─── Data provided ───
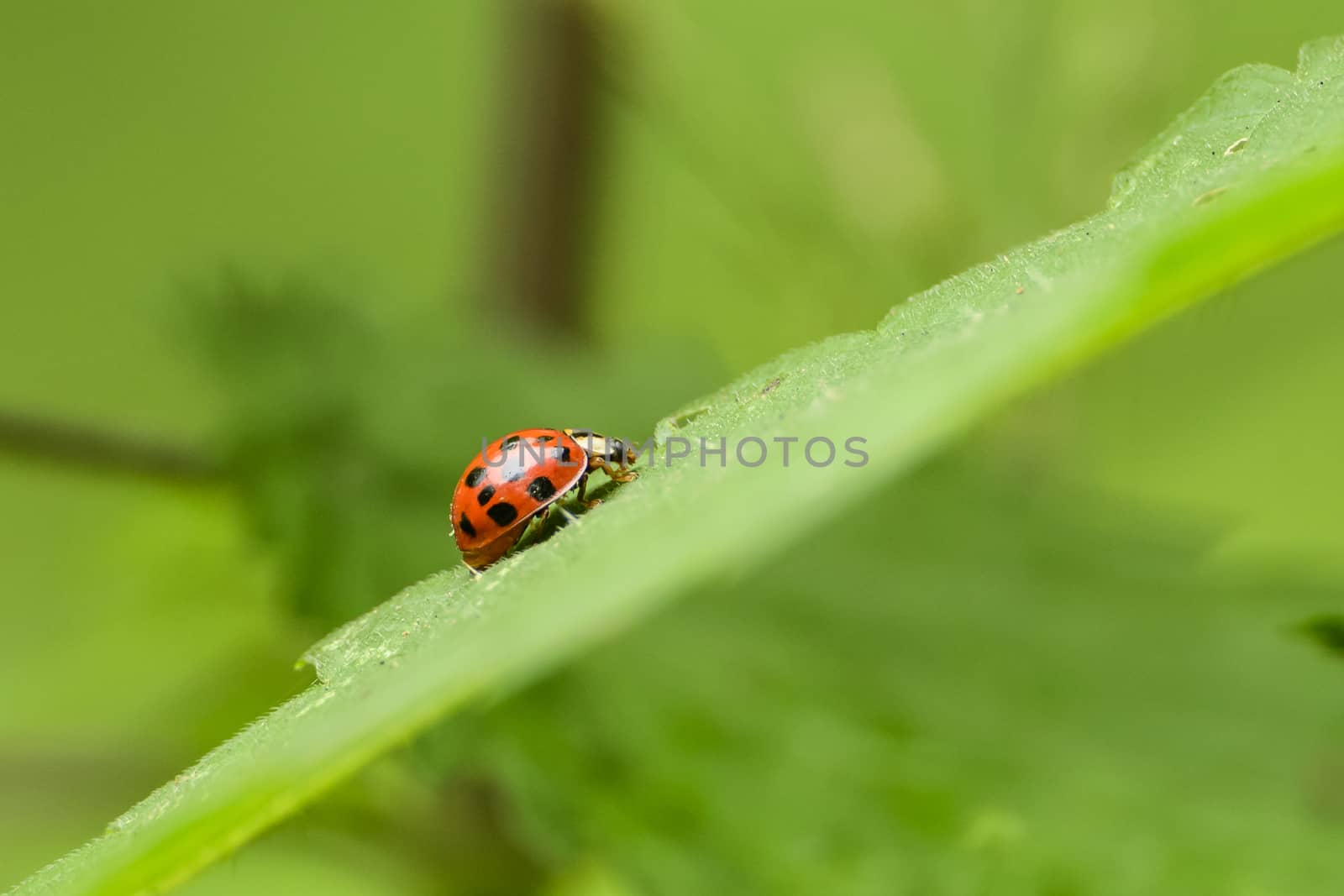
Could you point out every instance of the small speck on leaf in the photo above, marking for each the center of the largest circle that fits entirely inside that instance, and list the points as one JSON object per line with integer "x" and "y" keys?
{"x": 1327, "y": 631}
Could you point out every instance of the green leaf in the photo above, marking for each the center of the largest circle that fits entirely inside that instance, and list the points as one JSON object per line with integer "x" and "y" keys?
{"x": 1250, "y": 175}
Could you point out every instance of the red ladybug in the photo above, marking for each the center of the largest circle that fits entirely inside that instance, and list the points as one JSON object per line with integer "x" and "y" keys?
{"x": 517, "y": 479}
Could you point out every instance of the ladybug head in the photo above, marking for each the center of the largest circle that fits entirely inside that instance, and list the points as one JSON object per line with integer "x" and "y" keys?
{"x": 604, "y": 446}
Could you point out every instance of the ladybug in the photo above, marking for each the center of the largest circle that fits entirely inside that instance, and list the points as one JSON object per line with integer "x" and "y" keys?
{"x": 517, "y": 479}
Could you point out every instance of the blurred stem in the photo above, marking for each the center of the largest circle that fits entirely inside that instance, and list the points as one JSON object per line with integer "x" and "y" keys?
{"x": 101, "y": 450}
{"x": 543, "y": 194}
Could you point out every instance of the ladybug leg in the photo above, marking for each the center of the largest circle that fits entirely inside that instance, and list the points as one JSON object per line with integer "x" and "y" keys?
{"x": 586, "y": 503}
{"x": 617, "y": 473}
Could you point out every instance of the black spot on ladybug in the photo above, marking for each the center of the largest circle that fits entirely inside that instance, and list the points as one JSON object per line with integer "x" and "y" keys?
{"x": 541, "y": 488}
{"x": 503, "y": 513}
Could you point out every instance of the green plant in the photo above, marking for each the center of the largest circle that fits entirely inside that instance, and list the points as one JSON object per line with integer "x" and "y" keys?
{"x": 1252, "y": 174}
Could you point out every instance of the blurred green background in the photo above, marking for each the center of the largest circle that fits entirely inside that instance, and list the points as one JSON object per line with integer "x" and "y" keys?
{"x": 279, "y": 244}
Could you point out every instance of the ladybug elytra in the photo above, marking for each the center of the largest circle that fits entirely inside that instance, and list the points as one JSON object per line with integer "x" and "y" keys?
{"x": 517, "y": 479}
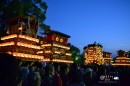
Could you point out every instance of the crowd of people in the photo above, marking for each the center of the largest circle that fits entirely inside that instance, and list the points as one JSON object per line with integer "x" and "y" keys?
{"x": 14, "y": 72}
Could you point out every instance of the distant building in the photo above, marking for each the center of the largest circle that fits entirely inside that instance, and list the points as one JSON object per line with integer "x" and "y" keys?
{"x": 122, "y": 58}
{"x": 93, "y": 54}
{"x": 107, "y": 58}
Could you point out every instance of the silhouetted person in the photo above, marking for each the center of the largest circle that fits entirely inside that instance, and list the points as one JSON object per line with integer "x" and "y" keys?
{"x": 9, "y": 70}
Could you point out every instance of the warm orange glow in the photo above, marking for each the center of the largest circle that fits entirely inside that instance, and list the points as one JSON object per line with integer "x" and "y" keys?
{"x": 7, "y": 44}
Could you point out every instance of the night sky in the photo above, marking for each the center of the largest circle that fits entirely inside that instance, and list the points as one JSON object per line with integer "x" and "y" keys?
{"x": 86, "y": 21}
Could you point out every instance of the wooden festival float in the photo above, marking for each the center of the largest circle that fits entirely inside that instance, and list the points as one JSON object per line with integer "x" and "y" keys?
{"x": 55, "y": 45}
{"x": 21, "y": 41}
{"x": 122, "y": 59}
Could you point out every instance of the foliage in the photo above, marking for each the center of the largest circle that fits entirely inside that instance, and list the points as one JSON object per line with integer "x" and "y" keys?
{"x": 12, "y": 8}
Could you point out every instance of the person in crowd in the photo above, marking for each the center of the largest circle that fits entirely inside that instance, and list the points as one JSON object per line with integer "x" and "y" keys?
{"x": 64, "y": 74}
{"x": 57, "y": 77}
{"x": 75, "y": 76}
{"x": 34, "y": 78}
{"x": 25, "y": 73}
{"x": 88, "y": 77}
{"x": 9, "y": 70}
{"x": 49, "y": 75}
{"x": 95, "y": 76}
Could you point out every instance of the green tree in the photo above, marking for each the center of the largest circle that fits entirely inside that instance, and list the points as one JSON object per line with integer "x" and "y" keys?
{"x": 24, "y": 8}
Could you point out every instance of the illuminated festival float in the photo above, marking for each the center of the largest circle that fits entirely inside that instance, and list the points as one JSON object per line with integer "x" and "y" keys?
{"x": 122, "y": 58}
{"x": 55, "y": 45}
{"x": 107, "y": 58}
{"x": 21, "y": 41}
{"x": 93, "y": 54}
───
§ **What you should do**:
Write out the material above once more, exactly as it reads, with no pictures.

§ **Response to this exercise**:
Could you point out every instance of the small speck on leaf in the photo above, marking for each the center of the largest circle that fits entirely inside that instance, and list the points as one JSON object per line with integer "x" and "y" keys?
{"x": 1327, "y": 631}
Could you point out every instance of the green leaf in the photo above, marking for each the center of the largest circle that fits entirely inside that instance, and list the points as one JSON object per line with integer "x" and "y" keys?
{"x": 1250, "y": 175}
Could you point out every instance of the red ladybug in the photo above, marking for each the center of the largest circle that fits entirely inside that instance, and list the points as one JSON object per line with integer "x" and "y" keys?
{"x": 517, "y": 479}
Could you point out every instance of the ladybug head in the photo above, marking for each the center of the largest circle that fits entirely inside that instance, and list the points as one JSON object per line with integer "x" and "y" keys?
{"x": 604, "y": 446}
Could you point out every instance of the ladybug in the photo above, marking for each the center of the largest circle that fits entirely inside that instance, and list the points as one JSON object per line with integer "x" and "y" keys?
{"x": 517, "y": 479}
Could you point out every instance of the blurred stem in the photo above, marking for each the center of the largest circle that fits entirely inside that instance, and list the points as one JSON object per line with integer "x" and "y" keys?
{"x": 101, "y": 450}
{"x": 543, "y": 194}
Could you point out every instance of the ladybug leg in the photo above, marking for each the center of the largest circle that fits entirely inside that instance, and list the points as one JSON object per line with integer "x" and "y" keys?
{"x": 586, "y": 503}
{"x": 617, "y": 473}
Could you point out every instance of the black spot on ladybug in the photo above, marking for each the center of the largest circle that fits entirely inside that instance, and list the points as one JSON object per line with integer "x" and "y" keys?
{"x": 541, "y": 488}
{"x": 503, "y": 513}
Could you point out every instance of the green plant in the photo above, marking for each the center of the largest circle that fits entirely inside that instance, and list the points as one JSON object per line with integer "x" and "y" keys?
{"x": 1252, "y": 174}
Could you point out every instance of the blurred green background in the photo above, marking for each the center of the largest circle that fits entirely inside that instance, and list the points as one JSON object per line with integer "x" and "y" keys?
{"x": 279, "y": 244}
Could you point out every instance of the ladybug elytra in the photo above, marking for each the center of the largest circle that fits entirely inside that instance, and list the points as one JSON object per line with integer "x" and "y" keys?
{"x": 517, "y": 479}
Could you point out every instance of the crowd of people in the photo above, marking for each the center of the largest circle that fits entirely inside that instance, and list the points as one JSON object per line with integer "x" and "y" keys?
{"x": 14, "y": 72}
Could you point out every instance of the distant building in the photo above, marking for each the center of the largest circle that fits entirely inside that instance, and list the points as one JSON object per line with integer "x" and "y" keys?
{"x": 122, "y": 58}
{"x": 93, "y": 54}
{"x": 107, "y": 58}
Could you point out every instance of the silhouetted person in the photo above, marking for each the center of the largest circle that fits entirely inside that instance, and list the points as one JSON object per line with integer "x" and "y" keys?
{"x": 9, "y": 70}
Could you point out every instance of the warm orange glow in the photo above, marking for each the center of the largest circle that fits entirely inside that instance, and list the points as one JSON object per line with integer "x" and "y" keys?
{"x": 7, "y": 44}
Could you point out every instance of the night sky in the photo above, marking for each the center of the largest circle that fits entirely inside that instance, and list the points as one JSON object per line with integer "x" and "y" keys?
{"x": 86, "y": 21}
Could you point out every instance of the wooden festival float in the photo above, marking for each the center of the largest circle that fits entirely inside that instance, and list the points as one JSON object per line with integer "x" and "y" keys?
{"x": 55, "y": 45}
{"x": 21, "y": 41}
{"x": 122, "y": 59}
Could you point out every instance of the foliage in the photo above, marking for each the center of the largest circle that fits entirely inside that instance, and list the points as one JSON object per line with integer "x" and "y" keys?
{"x": 12, "y": 8}
Could you point out every instance of the person in crowd in the photo above, marking for each the center of the largest circle that fits entirely inside that instance, and list the points as one JSON object per line with integer "x" and "y" keys?
{"x": 64, "y": 74}
{"x": 57, "y": 77}
{"x": 75, "y": 76}
{"x": 34, "y": 78}
{"x": 25, "y": 73}
{"x": 88, "y": 77}
{"x": 9, "y": 70}
{"x": 49, "y": 75}
{"x": 95, "y": 76}
Could you point out every instance of the green tree in the photo above, marking for each the center of the largest circle that fits entirely inside that instance, and list the points as one JSON object per line with integer "x" and "y" keys?
{"x": 24, "y": 8}
Could you point out every instance of the illuminated festival float in the photo above, marking for each the center of the largest circle that fits entirely inside that instance, and list the points as one JSON object per line with integer "x" and "y" keys?
{"x": 122, "y": 58}
{"x": 55, "y": 45}
{"x": 107, "y": 58}
{"x": 21, "y": 41}
{"x": 93, "y": 54}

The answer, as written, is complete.